==== LISTED ENTRIES ====
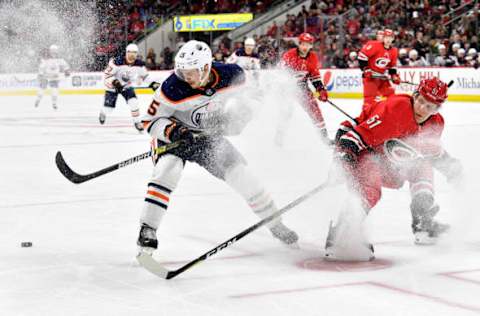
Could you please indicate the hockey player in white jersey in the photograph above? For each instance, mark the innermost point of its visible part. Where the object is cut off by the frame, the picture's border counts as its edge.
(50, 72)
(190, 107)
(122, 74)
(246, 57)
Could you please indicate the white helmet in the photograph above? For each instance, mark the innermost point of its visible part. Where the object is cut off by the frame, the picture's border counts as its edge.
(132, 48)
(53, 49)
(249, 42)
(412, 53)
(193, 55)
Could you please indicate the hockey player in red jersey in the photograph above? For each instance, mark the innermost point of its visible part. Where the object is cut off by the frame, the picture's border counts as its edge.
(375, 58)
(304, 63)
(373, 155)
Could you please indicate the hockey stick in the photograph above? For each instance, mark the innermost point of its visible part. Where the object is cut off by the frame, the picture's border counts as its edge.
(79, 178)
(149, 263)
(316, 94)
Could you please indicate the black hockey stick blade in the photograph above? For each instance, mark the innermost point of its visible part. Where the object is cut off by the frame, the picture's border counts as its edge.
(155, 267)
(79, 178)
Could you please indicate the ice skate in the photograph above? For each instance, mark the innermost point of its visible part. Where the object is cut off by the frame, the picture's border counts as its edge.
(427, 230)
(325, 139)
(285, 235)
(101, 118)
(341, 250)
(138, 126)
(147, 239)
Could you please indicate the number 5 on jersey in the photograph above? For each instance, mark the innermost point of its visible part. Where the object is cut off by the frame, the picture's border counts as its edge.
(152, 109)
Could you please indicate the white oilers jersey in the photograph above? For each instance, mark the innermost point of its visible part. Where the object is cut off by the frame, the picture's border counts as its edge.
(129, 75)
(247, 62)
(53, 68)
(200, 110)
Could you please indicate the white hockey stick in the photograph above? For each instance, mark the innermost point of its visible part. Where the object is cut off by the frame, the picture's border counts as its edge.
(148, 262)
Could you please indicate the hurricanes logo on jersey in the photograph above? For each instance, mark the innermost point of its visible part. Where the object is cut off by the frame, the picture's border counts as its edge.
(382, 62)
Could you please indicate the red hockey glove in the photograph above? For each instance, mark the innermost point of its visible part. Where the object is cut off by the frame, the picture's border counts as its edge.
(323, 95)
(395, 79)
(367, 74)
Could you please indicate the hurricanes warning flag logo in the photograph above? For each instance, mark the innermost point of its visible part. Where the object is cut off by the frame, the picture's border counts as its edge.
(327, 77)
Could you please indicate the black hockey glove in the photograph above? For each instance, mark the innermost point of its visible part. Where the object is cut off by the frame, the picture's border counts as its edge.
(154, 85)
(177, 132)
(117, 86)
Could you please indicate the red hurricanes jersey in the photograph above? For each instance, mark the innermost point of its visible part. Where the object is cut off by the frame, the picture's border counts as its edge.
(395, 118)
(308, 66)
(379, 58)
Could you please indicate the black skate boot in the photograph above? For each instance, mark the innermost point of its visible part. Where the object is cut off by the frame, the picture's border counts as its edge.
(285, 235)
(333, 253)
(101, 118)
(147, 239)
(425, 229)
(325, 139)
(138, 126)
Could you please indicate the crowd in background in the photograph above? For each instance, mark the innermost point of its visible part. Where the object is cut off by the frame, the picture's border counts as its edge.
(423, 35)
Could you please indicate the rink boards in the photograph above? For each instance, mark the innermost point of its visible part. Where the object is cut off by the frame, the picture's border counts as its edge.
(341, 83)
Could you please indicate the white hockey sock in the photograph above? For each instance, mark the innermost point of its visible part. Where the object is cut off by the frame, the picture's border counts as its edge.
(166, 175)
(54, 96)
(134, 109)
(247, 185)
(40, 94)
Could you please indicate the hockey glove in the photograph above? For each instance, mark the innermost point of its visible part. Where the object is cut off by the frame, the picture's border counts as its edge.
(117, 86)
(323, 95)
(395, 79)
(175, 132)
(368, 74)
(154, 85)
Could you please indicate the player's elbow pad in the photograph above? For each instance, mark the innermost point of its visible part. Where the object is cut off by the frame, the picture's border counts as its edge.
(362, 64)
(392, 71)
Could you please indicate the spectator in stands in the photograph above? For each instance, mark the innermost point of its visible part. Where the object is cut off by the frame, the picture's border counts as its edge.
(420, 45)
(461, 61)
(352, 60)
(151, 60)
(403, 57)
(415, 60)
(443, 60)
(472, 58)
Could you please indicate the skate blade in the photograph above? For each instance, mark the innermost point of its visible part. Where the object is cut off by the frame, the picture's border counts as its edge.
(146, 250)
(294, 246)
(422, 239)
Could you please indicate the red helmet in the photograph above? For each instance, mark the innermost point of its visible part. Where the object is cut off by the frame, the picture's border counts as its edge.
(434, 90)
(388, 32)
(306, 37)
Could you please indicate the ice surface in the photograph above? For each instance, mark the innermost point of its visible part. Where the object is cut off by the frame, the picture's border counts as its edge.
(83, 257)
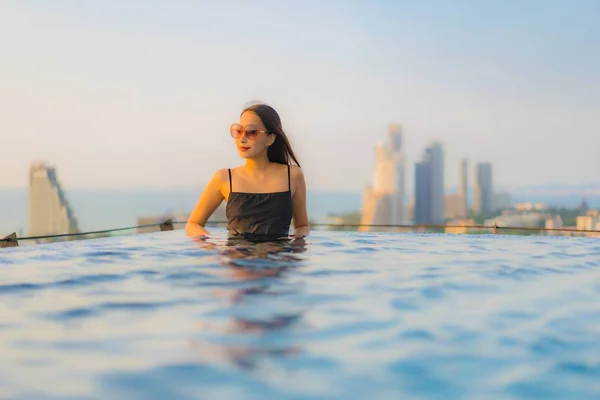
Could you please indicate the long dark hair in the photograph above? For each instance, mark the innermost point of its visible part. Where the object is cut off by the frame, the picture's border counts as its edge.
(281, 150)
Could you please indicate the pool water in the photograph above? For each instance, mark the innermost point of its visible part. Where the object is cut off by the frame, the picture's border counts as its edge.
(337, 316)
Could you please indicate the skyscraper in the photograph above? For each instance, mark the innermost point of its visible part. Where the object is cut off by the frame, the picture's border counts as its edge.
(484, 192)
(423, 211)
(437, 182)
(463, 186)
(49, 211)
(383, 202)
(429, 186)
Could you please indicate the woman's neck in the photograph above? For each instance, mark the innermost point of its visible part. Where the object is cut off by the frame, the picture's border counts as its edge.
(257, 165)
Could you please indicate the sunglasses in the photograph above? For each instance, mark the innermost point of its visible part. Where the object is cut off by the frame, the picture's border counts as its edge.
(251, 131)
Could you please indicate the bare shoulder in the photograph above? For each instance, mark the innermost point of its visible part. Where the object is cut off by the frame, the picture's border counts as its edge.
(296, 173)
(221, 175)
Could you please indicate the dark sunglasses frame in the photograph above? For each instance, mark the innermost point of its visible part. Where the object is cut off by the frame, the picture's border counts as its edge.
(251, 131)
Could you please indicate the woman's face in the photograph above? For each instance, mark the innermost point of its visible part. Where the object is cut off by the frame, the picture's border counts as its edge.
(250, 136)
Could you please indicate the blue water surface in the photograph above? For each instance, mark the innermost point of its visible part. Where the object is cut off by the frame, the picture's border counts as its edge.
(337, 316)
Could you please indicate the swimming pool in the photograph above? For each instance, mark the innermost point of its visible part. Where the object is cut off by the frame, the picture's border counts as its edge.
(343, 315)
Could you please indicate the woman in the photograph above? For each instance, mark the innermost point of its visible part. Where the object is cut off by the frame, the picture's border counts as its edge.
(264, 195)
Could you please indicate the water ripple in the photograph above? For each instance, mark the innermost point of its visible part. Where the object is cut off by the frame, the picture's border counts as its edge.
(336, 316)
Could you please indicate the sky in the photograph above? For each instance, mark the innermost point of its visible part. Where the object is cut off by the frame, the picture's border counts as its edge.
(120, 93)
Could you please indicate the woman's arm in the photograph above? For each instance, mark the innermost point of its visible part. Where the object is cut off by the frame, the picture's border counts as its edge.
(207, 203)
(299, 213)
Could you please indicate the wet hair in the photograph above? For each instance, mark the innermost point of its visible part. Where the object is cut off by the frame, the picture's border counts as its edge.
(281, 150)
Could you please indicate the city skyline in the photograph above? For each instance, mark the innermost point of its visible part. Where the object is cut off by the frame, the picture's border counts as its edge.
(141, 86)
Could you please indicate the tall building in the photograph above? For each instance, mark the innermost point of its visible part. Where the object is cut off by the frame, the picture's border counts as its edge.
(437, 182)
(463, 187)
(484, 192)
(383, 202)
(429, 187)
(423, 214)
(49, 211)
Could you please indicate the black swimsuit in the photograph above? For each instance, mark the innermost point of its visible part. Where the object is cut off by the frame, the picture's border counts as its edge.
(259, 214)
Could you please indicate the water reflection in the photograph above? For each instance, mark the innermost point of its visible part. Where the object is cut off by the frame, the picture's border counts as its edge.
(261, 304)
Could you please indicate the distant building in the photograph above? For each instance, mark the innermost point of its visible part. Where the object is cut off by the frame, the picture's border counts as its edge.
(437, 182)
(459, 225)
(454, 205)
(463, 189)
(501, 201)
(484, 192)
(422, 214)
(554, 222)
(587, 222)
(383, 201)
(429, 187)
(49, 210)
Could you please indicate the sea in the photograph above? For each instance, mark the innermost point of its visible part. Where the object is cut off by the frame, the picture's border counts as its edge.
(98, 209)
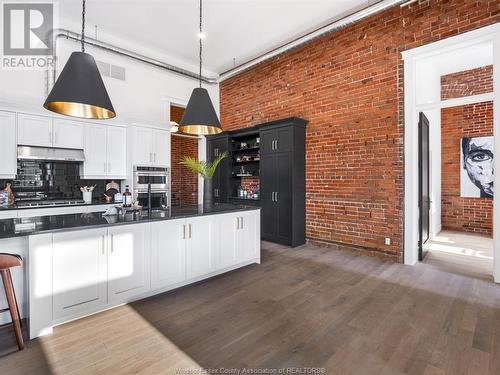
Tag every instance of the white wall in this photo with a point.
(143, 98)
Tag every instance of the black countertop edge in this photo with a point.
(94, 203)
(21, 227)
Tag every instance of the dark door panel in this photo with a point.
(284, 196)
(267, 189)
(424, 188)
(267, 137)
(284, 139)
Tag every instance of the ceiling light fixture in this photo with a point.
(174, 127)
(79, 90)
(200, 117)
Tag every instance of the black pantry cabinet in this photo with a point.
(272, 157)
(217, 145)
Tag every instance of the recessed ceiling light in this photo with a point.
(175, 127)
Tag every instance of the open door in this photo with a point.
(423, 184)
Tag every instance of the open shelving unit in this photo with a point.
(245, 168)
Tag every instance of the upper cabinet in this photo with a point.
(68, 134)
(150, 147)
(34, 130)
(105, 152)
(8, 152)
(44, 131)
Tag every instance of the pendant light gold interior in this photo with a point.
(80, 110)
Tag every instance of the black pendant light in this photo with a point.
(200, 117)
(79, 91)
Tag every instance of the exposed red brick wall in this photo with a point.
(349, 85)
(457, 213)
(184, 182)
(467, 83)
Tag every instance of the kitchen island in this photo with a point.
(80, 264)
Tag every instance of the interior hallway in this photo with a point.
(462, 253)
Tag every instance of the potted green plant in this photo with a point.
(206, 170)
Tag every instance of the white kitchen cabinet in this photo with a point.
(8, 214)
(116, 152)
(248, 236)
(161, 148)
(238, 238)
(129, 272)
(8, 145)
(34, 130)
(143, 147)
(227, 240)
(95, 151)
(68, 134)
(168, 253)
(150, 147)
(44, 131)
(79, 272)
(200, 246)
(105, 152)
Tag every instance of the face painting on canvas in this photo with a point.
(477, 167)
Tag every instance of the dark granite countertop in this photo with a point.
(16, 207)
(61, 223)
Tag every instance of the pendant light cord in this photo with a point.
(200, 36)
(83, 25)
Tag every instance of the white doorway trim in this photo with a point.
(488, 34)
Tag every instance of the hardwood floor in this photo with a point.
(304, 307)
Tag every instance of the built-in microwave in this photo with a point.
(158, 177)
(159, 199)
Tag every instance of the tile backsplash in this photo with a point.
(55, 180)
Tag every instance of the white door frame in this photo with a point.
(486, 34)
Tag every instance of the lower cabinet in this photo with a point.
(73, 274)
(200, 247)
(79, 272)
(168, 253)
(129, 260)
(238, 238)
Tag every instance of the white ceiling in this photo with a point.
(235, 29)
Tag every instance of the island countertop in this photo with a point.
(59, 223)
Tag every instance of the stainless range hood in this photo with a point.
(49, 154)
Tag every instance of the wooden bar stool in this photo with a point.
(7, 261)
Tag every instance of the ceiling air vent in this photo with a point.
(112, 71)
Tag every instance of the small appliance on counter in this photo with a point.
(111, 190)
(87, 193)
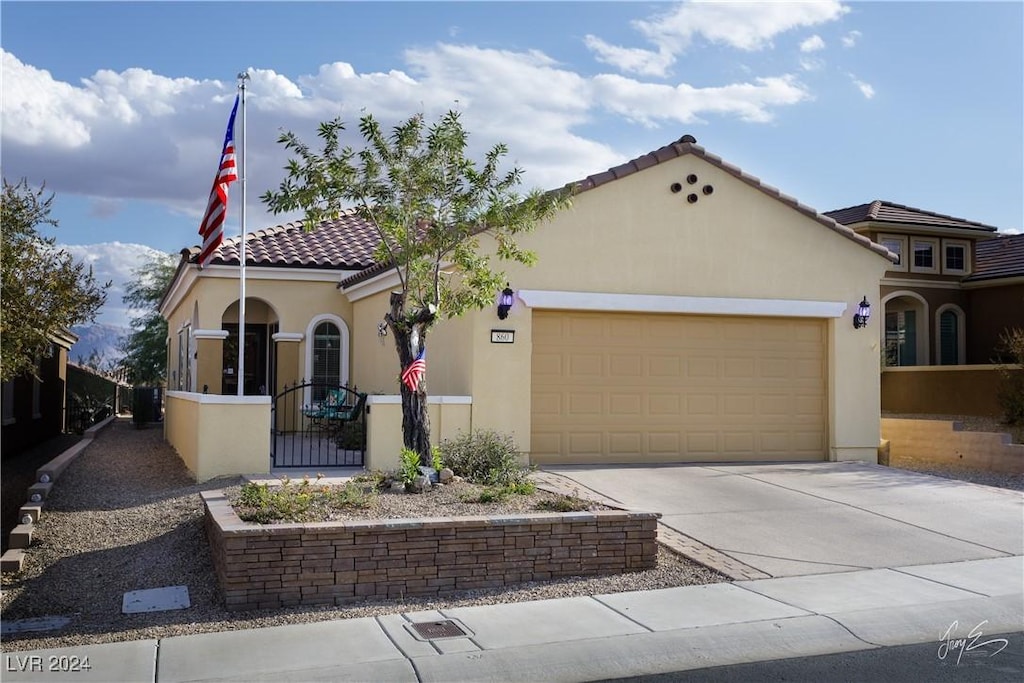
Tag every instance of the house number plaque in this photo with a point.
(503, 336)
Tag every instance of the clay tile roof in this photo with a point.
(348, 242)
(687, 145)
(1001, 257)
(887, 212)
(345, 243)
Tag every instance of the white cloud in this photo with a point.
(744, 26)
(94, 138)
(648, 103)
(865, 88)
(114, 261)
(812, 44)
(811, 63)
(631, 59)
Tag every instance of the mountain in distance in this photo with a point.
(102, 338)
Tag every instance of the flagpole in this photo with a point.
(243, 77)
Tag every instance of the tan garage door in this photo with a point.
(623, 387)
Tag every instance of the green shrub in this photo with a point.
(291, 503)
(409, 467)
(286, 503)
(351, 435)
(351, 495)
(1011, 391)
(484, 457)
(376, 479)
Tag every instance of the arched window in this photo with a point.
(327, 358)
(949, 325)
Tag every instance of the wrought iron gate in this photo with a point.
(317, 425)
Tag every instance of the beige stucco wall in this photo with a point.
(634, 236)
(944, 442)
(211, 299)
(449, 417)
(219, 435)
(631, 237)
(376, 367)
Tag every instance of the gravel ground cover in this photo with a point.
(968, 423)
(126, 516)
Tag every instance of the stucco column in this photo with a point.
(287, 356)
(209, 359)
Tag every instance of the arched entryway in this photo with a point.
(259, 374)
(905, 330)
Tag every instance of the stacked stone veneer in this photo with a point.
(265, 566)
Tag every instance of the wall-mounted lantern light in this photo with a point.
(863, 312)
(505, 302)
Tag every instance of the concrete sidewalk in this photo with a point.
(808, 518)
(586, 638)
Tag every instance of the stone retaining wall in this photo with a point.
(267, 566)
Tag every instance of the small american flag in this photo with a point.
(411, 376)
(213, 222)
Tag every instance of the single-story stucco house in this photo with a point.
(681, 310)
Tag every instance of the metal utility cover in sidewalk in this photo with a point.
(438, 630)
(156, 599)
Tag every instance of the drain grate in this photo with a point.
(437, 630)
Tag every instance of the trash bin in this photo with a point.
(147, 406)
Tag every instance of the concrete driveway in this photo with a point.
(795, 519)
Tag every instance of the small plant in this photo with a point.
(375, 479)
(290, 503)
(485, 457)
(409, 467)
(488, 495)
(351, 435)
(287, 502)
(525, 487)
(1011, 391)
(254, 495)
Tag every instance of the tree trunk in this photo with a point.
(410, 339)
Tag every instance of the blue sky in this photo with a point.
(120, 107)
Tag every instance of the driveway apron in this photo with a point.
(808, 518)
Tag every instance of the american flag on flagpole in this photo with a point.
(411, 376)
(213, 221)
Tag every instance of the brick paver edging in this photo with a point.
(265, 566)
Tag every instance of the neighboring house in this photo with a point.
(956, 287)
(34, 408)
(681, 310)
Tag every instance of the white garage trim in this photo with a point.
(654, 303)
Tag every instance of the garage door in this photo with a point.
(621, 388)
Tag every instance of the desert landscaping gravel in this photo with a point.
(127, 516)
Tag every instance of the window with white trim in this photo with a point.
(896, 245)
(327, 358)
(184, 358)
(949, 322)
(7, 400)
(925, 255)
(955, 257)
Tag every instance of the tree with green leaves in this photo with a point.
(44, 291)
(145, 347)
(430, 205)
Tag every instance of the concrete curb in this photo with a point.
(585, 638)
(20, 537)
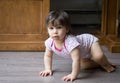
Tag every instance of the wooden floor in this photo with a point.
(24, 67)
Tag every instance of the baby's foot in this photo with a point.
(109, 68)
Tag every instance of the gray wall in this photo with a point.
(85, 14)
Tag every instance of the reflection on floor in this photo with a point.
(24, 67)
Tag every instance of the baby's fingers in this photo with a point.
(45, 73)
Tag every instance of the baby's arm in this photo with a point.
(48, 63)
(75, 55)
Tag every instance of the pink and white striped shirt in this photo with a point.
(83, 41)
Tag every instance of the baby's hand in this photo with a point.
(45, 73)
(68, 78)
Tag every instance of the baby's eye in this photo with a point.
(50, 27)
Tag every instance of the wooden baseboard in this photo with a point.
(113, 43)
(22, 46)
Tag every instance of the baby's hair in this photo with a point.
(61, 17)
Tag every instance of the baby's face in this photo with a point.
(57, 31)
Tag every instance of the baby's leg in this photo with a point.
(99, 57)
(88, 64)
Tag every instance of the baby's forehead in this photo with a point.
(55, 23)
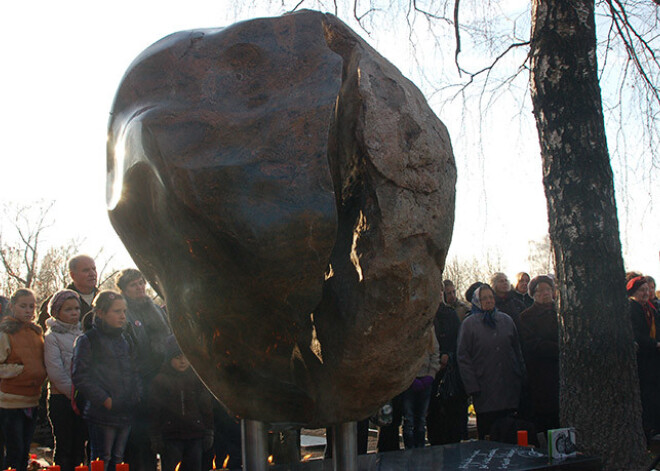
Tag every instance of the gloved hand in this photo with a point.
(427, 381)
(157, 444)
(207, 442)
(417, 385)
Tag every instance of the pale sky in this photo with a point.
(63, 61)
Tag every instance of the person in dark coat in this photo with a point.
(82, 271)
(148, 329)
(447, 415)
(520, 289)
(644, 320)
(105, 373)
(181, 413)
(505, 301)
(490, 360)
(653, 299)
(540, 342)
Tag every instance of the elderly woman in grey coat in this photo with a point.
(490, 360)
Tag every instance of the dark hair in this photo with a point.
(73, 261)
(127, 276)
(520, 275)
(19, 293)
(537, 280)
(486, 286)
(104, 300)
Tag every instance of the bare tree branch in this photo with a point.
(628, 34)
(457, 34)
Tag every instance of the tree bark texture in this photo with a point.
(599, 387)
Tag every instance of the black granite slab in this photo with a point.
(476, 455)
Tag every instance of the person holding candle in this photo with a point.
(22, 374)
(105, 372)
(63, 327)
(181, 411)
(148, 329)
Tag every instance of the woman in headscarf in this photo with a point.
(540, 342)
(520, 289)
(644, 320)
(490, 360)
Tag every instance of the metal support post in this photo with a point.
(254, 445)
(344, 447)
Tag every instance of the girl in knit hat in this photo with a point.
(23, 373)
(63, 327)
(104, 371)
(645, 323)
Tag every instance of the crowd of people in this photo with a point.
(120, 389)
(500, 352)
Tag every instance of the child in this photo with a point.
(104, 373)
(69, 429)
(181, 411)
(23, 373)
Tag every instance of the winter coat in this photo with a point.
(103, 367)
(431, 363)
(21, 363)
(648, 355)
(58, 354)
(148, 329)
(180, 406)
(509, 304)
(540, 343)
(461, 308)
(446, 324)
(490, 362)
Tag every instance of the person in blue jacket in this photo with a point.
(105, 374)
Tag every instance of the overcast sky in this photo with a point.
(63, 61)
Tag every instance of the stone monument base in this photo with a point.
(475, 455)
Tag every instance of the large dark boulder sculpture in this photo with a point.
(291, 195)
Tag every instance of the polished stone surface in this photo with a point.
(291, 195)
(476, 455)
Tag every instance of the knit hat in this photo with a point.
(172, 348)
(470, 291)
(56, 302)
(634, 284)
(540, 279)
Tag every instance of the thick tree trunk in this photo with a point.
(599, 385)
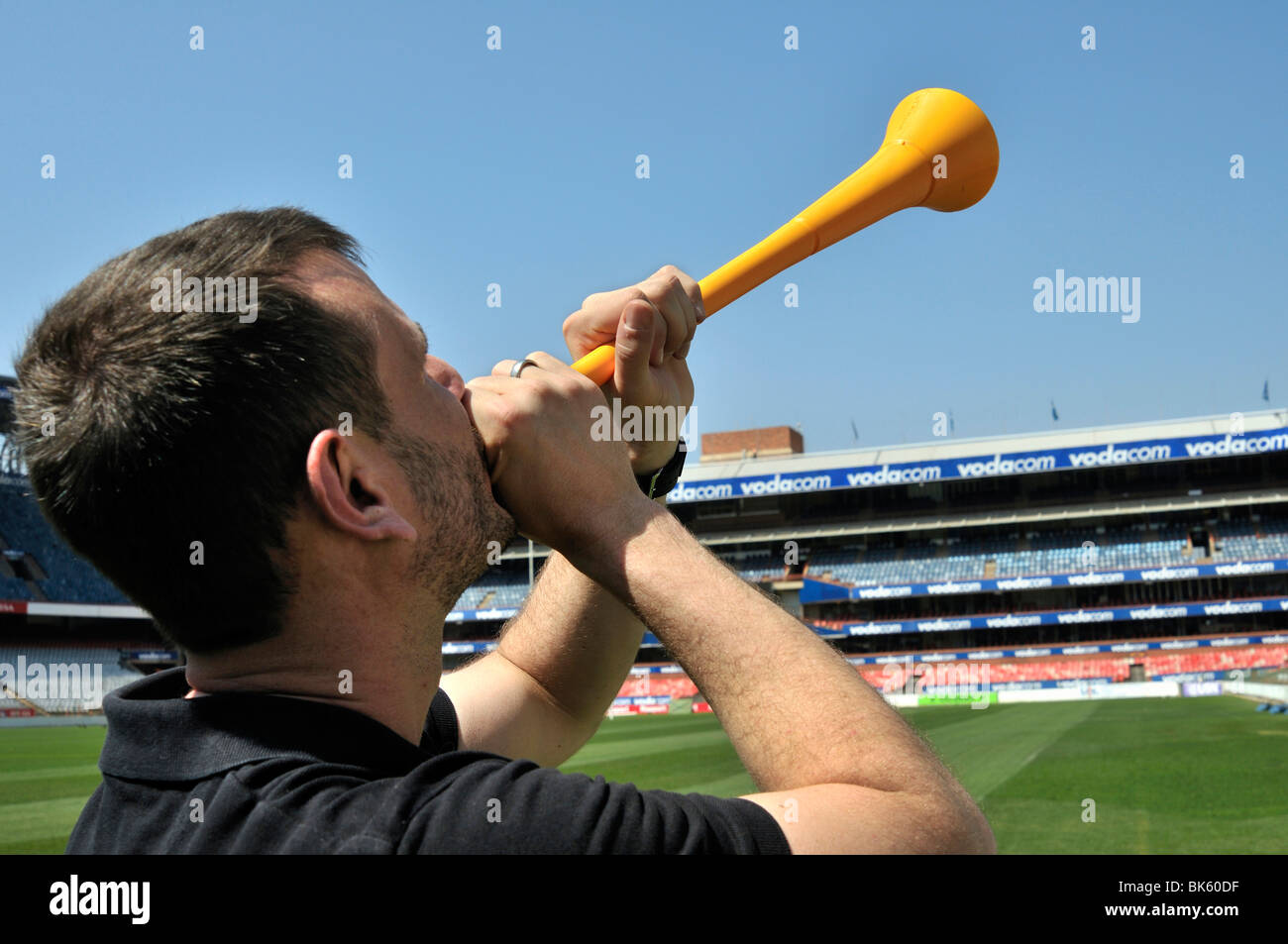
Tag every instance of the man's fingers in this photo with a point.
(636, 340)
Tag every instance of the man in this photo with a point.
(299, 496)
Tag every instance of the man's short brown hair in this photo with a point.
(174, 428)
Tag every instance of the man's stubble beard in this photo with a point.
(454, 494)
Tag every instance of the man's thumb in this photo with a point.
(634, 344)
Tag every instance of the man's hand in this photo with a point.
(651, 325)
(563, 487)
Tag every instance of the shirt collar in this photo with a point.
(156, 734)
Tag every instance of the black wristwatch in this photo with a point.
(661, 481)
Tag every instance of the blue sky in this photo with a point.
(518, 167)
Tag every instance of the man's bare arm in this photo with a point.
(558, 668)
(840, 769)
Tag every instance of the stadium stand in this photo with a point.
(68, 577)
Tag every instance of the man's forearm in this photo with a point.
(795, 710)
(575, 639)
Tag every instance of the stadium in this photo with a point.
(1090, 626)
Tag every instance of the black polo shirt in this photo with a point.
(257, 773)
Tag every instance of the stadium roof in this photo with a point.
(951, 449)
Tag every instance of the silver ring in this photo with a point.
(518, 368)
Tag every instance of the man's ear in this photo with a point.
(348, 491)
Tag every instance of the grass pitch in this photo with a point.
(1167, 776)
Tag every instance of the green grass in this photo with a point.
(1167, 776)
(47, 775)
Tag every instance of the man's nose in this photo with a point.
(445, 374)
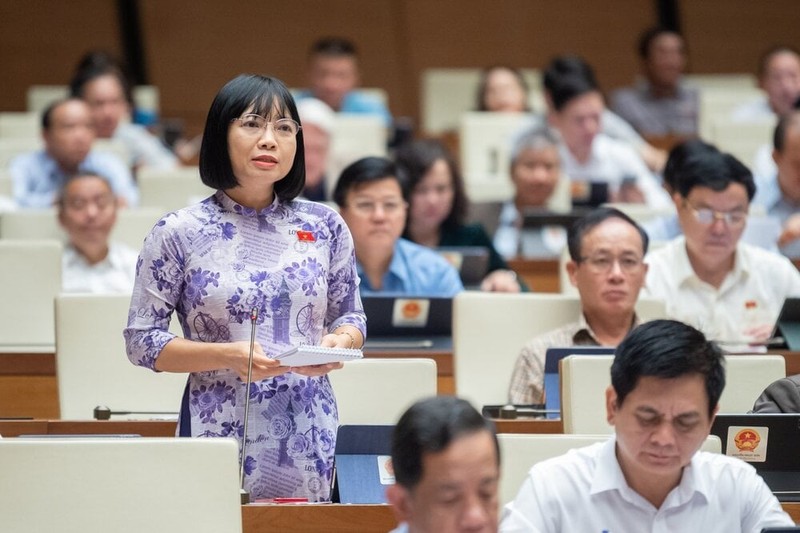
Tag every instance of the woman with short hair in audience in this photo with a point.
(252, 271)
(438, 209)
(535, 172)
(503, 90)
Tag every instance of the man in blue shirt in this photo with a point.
====
EXERCISE DETAILS: Output only these lines, word for word: the line containing "Tag every instance of the stadium roof" and every line after it through the last line of the data. Omit the pictures.

OUTPUT FOR THIS TASK:
Tag every instance of the stadium roof in this photo with a point.
(951, 449)
Tag every instance of the silver ring in this photo with a point.
(518, 368)
Tag every instance of the man's ear in this photo with a point.
(348, 491)
Tag every instance of the grass pitch in this photo with a point.
(1167, 776)
Tag every instance of the green grass in this photo with a point.
(1167, 776)
(47, 775)
Tag every instance of the man's nose in this photo with a point.
(445, 374)
Tag every instance of the woman with short hair in audience in this photo with a point.
(252, 271)
(438, 209)
(535, 172)
(503, 90)
Tag every instance of the man in blue shirt in this photo with a point.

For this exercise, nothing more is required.